### [SUPPLIED PASSAGE]
╔══

# ipod disable glitch



## STennent (Aug 4, 2011)

i have forgotten my 2nd gen 8gb ipod touch's passcode and now it display's "iPod disabled try again in 21,787,484 minutes" (~40 years). This must be a glitch or a fault in the ipod. i have a macbook and a windows pc. The pc will not recognize it except for 'usb plug-in' noise and the macbook recognizes it except it says "iTunes could not connect to the ipod because it is locked with a passcode. You must enter the passcode on the ipod before using it on iTunes". I've tried restarting it by hold the two buttons down. Surely there is a solution.


----------



## aciid (Jul 18, 2008)

╚══

### [THE DATA]

╔══

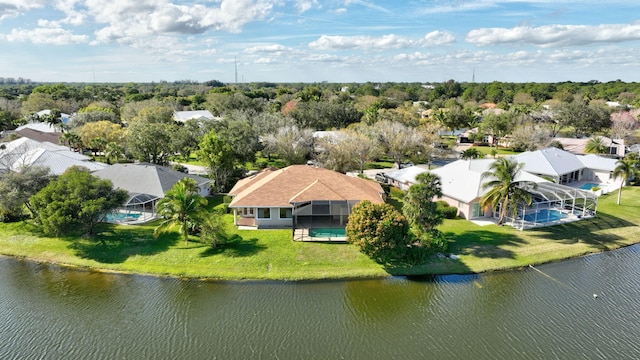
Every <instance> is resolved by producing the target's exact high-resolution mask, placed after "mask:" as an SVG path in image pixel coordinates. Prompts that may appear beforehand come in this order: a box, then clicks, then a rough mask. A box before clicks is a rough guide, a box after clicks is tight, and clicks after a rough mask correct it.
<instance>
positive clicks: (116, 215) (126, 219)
mask: <svg viewBox="0 0 640 360" xmlns="http://www.w3.org/2000/svg"><path fill="white" fill-rule="evenodd" d="M140 215H142V214H138V213H130V214H125V213H111V214H107V221H109V222H122V221H135V220H138V219H139V218H140Z"/></svg>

╚══

### [EXERCISE INSTRUCTIONS]
[a] Duplicate a part of the iPod forum thread. Begin at the words "i have forgotten" and stop after "(Jul 18, 2008)".
[b] According to the iPod forum thread, how many minutes does the locked iPod say to wait before trying again?
[c] Carry the iPod forum thread on from where it stops.

### [RESULTS IN ORDER]
[a]
i have forgotten my 2nd gen 8gb ipod touch's passcode and now it display's "iPod disabled try again in 21,787,484 minutes" (~40 years). This must be a glitch or a fault in the ipod. i have a macbook and a windows pc. The pc will not recognize it except for 'usb plug-in' noise and the macbook recognizes it except it says "iTunes could not connect to the ipod because it is locked with a passcode. You must enter the passcode on the ipod before using it on iTunes". I've tried restarting it by hold the two buttons down. Surely there is a solution.


----------



## aciid (Jul 18, 2008)

[b] 21,787,484 minutes

[c]
HI STennent and Welcome to TSF,

There isn't much you could do at this point other than getting it in recovery mode and restoring the phone. You won't be able to bypass this. You might be able to if you've jailbroken it an can SSH into it, otherwise you're left with a reset.

Try:
Plug the iPhone USB cabel in the Computer (NOT THE PHONE YET)
Hold down the Home button on the phone, at the same time put the cable in the phone.
Keep holding until "Connect to iTunes" logo appears. Choose restore.


----------



## gaming_wiz (Jan 5, 2011)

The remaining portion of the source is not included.